*Source extract:*
+ + +
But (and it’s a big but), I can’t make big decisions having to do with major shifts in my life. I’m not brilliant enough to be able to see the outcome and it’s driving me crazy. I like comfort and anonymity, so stepping into a flood light is uncomfortable for me. I’m also a plodder. I will stick with something until I know it well and do it well, but often when I do get to the point where I do something well, I don’t know what to do with it from that point forward.

Many artists are actually painfully shy. When we are told our work is good, we a) don’t believe it or b) think we’re better than the next guy. We often do not have the detachment necessary to really assess the work on its own merit no matter how much we know about lighting and composition. It becomes like judging your own children. Only you knew what it took to raise them and how much they struggled to become the adults they turn out to be.

If I were stupid, I would blindly and blissfully post image after image and feel proud of them and maybe wonder why the work doesn’t get any attention. If I were a genius, I would immediately know if something is brilliant or a completely worthless piece of junk.
+ + +
*Exercise brief:*
Continue the first-person essay on artists judging their own work, picking up right after its last sentence and matching its voice.
+ + +
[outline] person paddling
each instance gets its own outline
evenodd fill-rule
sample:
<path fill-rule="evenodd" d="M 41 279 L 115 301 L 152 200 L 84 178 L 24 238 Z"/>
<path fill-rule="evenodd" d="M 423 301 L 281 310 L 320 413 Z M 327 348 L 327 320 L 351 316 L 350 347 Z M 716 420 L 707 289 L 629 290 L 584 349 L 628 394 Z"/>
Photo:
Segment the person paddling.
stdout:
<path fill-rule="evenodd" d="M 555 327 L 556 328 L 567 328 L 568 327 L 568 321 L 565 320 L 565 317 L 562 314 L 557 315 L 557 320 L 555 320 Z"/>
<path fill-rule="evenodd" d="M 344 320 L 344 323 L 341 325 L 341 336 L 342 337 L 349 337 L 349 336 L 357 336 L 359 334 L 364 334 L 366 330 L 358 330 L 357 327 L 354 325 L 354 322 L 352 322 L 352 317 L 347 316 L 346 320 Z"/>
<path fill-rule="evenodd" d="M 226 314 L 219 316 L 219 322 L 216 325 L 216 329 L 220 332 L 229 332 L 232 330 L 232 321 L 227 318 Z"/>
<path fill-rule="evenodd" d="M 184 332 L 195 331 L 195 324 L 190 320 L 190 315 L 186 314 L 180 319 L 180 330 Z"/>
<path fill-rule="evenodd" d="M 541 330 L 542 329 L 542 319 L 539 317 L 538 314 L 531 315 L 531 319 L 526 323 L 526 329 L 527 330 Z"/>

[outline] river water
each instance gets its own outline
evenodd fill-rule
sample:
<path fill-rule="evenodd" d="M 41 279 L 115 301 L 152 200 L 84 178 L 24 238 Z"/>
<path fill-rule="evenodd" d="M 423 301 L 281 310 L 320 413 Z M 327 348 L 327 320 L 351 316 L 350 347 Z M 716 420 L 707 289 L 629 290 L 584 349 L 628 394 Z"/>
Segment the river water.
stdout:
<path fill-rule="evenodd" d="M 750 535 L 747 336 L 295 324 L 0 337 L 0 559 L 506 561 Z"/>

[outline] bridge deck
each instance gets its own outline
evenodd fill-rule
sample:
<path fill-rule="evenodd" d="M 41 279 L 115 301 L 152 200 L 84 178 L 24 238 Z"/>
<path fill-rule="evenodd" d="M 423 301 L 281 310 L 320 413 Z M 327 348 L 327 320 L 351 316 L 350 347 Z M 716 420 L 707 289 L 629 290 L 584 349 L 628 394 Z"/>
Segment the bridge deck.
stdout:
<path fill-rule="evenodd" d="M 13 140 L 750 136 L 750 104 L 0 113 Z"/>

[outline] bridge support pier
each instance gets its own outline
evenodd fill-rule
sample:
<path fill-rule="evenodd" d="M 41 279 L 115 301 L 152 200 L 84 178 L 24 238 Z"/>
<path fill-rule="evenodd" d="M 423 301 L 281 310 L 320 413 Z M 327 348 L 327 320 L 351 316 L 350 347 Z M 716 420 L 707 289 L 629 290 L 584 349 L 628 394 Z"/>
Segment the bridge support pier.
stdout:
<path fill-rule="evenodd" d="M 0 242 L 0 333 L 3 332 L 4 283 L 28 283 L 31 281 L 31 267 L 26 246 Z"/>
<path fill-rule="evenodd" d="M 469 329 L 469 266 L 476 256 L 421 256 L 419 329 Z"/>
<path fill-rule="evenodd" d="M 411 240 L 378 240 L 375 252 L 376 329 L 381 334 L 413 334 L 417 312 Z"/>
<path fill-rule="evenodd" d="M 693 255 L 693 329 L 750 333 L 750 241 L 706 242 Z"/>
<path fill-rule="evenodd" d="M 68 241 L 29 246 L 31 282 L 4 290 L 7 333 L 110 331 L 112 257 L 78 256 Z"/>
+ + +
*Output below:*
Instead, I’m just smart. I look at something I’ve created and say to myself “well, that’s crap” or “say, that really turned out well” and I upload and take a chance that someone will like it as much as I do.

I am smart enough to know I am a good photographer. Way better, in fact, than I used to be. Being “not stupid” I have listened to critiques, studied and learned to really and accurately assess what’s good and what’s crap. There are still the occasional images I consider “in Limbo”, however. No matter how long I stare at them, I can’t figure out if they are any good.

Now I’m going through some life decisions that are affecting me in the same way. Am I making a mistake? Is this the right decision? This is where it would be easier just to be stupid and just forge ahead, or be a genius and understand in detail the consequences of my decisions.

I guess I’ll just do the best I can with the brains I was given.